*EXERCISE DIRECTIONS*. Which lines of the records contain the string "black"? List each of those lines in full.
•••
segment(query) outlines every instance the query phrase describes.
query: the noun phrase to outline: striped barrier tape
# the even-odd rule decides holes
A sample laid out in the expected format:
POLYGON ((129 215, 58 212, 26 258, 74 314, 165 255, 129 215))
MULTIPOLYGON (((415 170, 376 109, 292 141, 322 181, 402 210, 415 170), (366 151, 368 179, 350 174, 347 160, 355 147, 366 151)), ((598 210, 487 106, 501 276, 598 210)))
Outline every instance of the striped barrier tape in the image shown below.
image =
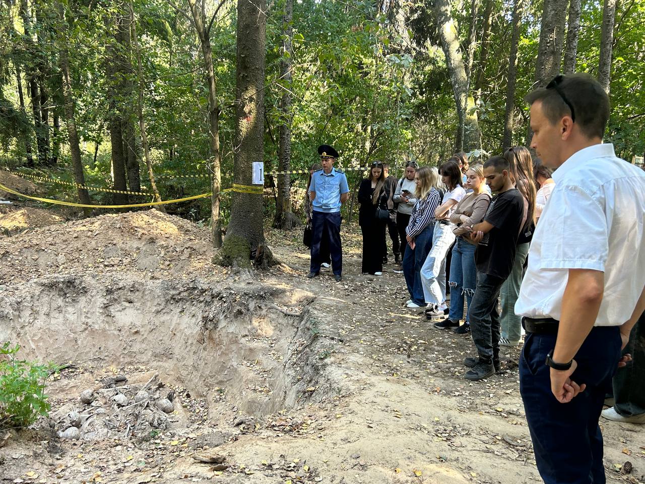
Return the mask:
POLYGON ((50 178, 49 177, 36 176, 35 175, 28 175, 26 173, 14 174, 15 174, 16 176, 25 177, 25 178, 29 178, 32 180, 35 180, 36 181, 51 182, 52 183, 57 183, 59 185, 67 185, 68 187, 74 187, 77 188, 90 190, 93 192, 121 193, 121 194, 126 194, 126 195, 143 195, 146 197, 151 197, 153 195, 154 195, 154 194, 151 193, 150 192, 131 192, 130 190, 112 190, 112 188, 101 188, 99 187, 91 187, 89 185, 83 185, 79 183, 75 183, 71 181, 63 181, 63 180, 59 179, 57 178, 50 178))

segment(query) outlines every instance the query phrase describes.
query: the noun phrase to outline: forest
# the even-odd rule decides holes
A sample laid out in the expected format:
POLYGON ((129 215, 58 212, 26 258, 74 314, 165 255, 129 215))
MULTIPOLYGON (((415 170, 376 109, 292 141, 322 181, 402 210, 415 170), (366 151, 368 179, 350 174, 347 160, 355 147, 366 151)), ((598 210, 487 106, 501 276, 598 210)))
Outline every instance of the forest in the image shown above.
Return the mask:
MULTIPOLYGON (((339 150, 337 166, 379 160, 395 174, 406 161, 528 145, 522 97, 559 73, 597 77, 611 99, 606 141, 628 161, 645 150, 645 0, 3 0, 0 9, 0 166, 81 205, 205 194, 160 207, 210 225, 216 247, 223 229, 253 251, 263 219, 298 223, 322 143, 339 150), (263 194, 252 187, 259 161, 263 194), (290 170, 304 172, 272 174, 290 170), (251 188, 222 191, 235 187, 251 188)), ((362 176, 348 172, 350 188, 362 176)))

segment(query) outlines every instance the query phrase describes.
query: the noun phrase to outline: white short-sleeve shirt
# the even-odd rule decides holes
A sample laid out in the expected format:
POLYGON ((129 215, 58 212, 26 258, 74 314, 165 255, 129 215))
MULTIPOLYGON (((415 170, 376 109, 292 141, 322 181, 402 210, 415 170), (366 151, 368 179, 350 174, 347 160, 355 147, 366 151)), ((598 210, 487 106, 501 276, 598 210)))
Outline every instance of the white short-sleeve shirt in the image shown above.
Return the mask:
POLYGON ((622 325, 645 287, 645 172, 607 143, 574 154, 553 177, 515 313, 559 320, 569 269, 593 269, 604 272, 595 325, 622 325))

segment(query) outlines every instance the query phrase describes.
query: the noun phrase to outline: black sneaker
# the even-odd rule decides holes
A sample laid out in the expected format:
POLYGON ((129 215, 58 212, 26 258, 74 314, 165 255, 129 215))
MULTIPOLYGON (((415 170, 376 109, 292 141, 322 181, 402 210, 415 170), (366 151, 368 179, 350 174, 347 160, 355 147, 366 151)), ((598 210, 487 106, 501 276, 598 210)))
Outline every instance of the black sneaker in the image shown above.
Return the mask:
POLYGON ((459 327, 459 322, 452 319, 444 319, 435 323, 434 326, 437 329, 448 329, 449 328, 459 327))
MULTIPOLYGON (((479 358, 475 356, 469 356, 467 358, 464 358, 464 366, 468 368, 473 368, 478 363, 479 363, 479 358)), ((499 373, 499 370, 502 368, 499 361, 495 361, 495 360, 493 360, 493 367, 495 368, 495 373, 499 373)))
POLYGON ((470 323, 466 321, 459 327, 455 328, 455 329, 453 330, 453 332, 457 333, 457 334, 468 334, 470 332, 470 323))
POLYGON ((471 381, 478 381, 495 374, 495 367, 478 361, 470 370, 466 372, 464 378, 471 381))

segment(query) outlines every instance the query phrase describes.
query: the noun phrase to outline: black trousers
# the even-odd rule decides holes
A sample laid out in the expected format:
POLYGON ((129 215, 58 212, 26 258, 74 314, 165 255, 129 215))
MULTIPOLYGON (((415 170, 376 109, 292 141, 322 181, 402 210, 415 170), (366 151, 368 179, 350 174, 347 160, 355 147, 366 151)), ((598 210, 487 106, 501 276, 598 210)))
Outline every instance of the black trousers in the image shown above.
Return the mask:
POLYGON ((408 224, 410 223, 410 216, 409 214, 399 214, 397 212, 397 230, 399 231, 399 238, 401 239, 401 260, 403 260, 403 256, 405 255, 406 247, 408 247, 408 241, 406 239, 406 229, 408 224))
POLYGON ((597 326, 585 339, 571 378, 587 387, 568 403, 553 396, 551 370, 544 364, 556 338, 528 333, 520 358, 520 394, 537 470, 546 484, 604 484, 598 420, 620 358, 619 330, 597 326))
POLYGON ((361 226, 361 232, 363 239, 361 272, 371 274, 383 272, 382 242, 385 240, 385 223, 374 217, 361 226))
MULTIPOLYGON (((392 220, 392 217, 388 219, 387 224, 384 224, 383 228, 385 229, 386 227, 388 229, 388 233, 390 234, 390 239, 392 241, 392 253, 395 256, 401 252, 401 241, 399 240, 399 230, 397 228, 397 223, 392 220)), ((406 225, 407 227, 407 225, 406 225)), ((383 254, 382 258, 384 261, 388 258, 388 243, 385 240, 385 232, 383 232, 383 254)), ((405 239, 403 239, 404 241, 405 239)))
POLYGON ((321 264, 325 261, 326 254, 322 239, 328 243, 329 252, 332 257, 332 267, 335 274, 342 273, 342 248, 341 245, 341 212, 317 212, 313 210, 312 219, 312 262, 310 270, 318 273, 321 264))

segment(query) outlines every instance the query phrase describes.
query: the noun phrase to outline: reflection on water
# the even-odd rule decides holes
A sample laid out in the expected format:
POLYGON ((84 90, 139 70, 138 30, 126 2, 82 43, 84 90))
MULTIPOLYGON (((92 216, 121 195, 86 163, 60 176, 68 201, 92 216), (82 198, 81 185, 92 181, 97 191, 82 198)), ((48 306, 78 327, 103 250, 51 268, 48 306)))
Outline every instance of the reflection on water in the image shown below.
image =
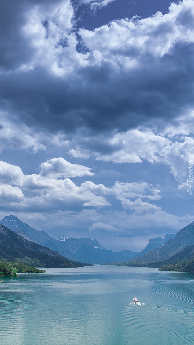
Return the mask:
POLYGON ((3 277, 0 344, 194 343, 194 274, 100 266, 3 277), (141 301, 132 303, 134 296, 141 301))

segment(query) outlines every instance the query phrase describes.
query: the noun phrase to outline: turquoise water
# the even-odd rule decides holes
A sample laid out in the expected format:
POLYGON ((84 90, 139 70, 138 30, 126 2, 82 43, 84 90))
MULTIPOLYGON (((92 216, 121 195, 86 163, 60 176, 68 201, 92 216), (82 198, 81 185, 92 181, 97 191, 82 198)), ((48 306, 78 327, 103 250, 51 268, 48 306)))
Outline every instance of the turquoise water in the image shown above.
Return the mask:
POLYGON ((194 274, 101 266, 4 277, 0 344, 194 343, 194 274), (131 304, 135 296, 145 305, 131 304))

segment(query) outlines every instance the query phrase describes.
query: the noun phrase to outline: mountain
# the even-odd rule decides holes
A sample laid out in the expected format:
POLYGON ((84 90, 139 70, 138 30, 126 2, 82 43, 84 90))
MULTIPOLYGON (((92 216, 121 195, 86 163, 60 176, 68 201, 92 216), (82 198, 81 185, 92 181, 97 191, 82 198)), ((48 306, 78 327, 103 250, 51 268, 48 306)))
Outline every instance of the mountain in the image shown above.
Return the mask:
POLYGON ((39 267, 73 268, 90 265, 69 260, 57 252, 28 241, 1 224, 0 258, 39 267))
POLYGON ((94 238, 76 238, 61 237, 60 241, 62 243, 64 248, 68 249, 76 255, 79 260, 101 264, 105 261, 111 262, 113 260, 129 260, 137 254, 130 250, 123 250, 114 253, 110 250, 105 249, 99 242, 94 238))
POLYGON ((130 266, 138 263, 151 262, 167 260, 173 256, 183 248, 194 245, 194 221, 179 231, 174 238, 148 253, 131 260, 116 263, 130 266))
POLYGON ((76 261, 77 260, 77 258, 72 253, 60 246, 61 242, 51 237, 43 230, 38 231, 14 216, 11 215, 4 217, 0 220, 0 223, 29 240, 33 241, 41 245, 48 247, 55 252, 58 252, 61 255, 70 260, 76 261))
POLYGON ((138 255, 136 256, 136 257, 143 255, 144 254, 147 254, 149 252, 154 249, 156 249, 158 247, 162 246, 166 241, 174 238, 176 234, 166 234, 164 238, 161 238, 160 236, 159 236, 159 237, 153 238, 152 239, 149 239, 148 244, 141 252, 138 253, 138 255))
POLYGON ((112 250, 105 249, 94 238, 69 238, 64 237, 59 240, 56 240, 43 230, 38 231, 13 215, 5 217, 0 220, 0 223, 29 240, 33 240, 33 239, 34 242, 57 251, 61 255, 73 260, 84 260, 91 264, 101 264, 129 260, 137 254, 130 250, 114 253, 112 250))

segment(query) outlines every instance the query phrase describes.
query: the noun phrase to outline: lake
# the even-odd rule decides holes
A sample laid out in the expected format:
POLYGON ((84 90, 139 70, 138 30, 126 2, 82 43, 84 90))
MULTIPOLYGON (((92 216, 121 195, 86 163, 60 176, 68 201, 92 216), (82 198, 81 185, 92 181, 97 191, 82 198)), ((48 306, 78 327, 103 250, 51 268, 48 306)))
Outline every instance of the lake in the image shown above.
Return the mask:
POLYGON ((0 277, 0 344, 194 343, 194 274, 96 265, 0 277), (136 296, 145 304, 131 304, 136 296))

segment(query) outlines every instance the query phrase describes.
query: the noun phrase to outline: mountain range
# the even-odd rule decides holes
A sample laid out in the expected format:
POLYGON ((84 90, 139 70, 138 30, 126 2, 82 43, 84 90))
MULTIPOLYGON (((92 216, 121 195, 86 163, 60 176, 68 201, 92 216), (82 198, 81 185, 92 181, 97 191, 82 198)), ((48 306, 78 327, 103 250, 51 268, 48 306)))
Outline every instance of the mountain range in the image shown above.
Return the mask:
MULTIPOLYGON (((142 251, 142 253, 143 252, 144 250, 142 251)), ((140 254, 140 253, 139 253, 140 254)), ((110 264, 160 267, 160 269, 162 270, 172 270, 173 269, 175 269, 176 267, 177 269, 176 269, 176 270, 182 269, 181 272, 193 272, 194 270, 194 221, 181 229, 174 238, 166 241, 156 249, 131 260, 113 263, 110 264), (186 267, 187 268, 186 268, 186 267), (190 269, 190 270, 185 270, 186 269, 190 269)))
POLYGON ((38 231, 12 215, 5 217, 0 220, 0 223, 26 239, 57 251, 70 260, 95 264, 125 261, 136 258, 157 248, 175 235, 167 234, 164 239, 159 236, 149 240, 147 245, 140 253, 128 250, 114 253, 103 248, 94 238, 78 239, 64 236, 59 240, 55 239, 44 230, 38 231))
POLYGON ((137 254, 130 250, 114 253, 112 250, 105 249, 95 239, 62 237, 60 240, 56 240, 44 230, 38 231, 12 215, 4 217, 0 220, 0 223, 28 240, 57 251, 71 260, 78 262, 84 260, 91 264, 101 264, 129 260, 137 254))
•••
*ANSWER TO THE EXERCISE*.
query: the noun phrase to outline: black sneaker
Outline every instance of the black sneaker in the image shown above.
query: the noun phrase to outline: black trousers
Outline every instance of the black trousers in the image shown above.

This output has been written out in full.